## The task
Taking the line that contains "For our traffic camera dashboard, pinpoint every asphalt" as the first, copy exactly every line through the last line of the records, and nothing else.

## Data records
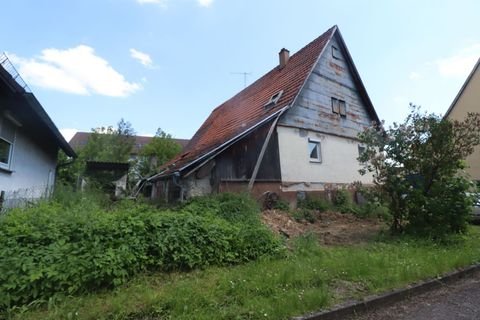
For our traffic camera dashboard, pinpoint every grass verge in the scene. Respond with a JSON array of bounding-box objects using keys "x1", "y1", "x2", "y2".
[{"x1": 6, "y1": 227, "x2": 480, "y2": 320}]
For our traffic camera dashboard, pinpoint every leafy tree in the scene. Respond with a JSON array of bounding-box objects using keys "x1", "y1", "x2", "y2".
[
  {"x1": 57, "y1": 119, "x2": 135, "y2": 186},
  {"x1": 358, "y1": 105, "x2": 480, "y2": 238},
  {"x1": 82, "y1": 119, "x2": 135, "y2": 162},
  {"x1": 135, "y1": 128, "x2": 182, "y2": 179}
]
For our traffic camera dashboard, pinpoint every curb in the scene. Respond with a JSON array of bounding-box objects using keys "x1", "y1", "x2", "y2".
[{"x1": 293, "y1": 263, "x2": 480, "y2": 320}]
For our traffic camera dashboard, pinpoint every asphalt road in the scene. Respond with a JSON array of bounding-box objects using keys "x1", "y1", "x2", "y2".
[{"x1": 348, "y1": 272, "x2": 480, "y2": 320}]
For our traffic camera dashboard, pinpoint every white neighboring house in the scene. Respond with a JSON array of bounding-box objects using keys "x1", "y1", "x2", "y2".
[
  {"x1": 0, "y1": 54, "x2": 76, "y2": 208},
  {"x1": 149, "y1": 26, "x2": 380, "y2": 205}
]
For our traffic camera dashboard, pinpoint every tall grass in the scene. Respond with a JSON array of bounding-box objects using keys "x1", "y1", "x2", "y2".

## Final answer
For our traffic camera dashboard, pinpoint every asphalt road in the scene. Respond with a JSON array of bounding-box objects using keys "x1", "y1", "x2", "y2".
[{"x1": 348, "y1": 272, "x2": 480, "y2": 320}]
For our traffic camera dashboard, pinpoint every white neighboring house in the scene. Respond with a JSON array of bounding-box objects using keys "x1", "y1", "x2", "y2".
[
  {"x1": 0, "y1": 54, "x2": 76, "y2": 208},
  {"x1": 149, "y1": 26, "x2": 380, "y2": 205}
]
For our traffic camera dashboard, pinpoint every tall grass in the scene. Respond with a JSON array of bounding-box objects using keys "x1", "y1", "x2", "y2".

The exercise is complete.